> [Dokumenttext]:
►

Die Washtec AG ging durch mehrere Fusionen aus Kleindienst hervor. Sie ist einer der Weltmarktführer für Autowaschanlagen.
Der Gesamtumsatz lag 2021 bei 430,5 Millionen Euro, die bereinigte Ebit-Rendite bei 10 Prozent.
Washtec ist mit Tochterfirmen in ganz Europa, in Nordamerika und Asien tätig. Insgesamt ist man mit rund 1700 Mitarbeitern in über 80 Ländern der Erde präsent.
Vergangene Woche war Washtec zudem Partner der Ideation Week, einer Veranstaltung, bei der sich 25 Studierende der Universitäten Bayreuth und Augsburg sowie der Hochschule Augsburg aus verschiedenen Perspektiven heraus mit der digitalen Zukunft der Autowäsche beschäftigt haben. "Es braucht mehr Differenzierung, als nur ein Spezialmaschinenbauer zu sein. Digitale Elemente werden zunehmen die einzige Möglichkeit, sich von Mitbewerbern abzuheben", ist Anna-Maria Oberländer, Habilitandin der Universität Bayreuth und Leiterin der Digitalen Innovationswerkstatt der Projektgruppe Wirtschaftsinformatik des Fraunhofer FIT, überzeugt. Sie hat gemeinsam mit Christoph Buck, dem Initiator der Ideation Week an der Universität Bayreuth das Projekt begleitet.

◄

> [Ihr Ziel]: Setzen Sie den Text über die Washtec AG im Anschluss an seinen letzten Satz fort. Die Daten haben mit dem Text über die Washtec AG nichts zu tun.

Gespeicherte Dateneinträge

►

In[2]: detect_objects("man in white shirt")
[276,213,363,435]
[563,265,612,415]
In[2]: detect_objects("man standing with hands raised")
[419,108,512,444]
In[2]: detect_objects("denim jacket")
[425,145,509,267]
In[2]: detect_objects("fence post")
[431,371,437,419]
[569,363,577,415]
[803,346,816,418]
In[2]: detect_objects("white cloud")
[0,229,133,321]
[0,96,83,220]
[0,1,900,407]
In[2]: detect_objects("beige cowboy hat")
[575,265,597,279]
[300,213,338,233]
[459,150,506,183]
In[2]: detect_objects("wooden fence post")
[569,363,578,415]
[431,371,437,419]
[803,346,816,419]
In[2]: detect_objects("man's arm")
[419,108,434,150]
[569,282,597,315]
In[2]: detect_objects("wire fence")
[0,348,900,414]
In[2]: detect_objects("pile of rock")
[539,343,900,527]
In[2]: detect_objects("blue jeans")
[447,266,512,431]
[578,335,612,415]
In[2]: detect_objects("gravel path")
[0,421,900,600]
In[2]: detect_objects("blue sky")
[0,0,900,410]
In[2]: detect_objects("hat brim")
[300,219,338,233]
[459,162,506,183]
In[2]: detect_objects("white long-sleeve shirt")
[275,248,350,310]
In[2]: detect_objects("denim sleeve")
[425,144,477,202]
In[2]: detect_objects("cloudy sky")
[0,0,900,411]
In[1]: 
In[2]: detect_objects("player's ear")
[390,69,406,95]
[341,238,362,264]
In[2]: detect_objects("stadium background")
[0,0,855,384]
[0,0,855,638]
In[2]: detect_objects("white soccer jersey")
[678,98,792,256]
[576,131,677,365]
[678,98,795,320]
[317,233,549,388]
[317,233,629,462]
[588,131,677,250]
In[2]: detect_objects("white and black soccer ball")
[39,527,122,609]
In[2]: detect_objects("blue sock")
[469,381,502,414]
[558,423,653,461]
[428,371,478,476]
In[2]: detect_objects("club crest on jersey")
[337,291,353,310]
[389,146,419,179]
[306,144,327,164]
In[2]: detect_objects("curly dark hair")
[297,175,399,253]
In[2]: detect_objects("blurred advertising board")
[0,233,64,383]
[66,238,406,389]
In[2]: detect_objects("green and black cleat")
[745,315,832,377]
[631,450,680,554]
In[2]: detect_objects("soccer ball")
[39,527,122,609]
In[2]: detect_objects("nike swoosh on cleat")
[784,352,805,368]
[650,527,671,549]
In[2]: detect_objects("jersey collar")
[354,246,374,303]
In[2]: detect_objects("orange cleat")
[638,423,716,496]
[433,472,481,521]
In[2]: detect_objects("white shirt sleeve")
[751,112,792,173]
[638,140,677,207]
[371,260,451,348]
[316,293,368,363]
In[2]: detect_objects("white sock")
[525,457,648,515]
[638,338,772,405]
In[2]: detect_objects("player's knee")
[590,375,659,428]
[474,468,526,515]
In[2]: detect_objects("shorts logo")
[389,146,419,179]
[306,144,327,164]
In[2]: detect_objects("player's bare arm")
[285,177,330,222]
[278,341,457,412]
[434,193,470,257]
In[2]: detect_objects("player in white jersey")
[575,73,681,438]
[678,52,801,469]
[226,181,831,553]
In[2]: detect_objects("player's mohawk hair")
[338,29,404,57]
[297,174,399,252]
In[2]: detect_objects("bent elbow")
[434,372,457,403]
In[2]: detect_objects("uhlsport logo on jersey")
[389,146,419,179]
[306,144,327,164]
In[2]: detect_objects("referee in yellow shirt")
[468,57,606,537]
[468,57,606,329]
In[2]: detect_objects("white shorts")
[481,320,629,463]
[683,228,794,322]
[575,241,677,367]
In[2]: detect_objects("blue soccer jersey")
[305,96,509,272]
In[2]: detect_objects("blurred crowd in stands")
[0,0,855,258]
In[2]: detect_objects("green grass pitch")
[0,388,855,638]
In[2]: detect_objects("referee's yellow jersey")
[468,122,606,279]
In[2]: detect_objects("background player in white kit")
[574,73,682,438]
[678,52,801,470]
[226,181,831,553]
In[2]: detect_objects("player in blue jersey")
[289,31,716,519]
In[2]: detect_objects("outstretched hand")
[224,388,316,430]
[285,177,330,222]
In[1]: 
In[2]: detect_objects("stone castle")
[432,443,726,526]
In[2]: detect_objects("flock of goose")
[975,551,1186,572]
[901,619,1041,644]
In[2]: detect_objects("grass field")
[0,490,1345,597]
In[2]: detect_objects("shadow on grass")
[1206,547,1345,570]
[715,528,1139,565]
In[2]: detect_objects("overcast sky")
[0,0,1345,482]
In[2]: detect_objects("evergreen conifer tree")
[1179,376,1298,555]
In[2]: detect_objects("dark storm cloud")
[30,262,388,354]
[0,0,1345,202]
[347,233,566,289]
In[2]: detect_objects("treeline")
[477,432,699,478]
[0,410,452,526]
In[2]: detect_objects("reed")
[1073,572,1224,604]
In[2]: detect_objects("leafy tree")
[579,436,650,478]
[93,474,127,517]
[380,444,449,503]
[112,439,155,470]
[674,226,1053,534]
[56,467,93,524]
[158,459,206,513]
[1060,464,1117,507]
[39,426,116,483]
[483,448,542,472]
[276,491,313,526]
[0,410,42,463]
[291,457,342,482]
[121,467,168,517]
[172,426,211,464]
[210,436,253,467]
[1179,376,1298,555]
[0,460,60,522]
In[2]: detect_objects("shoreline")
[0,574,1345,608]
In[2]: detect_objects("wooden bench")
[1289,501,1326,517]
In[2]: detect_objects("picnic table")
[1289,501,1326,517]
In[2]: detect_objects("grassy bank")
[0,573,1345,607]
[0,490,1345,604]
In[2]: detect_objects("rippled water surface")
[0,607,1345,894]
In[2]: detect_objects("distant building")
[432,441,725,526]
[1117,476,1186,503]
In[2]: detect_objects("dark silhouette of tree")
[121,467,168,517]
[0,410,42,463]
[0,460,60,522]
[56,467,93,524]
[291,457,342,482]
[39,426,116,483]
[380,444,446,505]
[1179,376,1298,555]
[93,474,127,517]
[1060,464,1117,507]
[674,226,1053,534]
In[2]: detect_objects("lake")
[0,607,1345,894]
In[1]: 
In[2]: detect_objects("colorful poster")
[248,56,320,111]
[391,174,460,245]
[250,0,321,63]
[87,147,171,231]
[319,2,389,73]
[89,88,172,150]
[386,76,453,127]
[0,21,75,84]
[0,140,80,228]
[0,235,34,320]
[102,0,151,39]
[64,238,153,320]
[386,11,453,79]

◄

> [Antwortfeld]:
Für Ralf Koeppe eine spannende Zusammenarbeit mit vielen Erkenntnissen: "Die Ideen der Studenten reichten von Vorschlägen für die noch stärkere Individualisierung der Autowäsche bis hin zu Konzepten, die dem Autofahrer noch mehr Sicherheitsgefühl beim Durchfahren der Waschstraßen geben." Konkrete Projekte, die auch umgesetzt werden sollen, will das Unternehmen bald vorstellen. Aus Sicht der Unternehmensleitung erweitert die Digitalisierung die Möglichkeiten für den Kunden und erhöht im Idealfall die Umsatzzahlen für Washtec.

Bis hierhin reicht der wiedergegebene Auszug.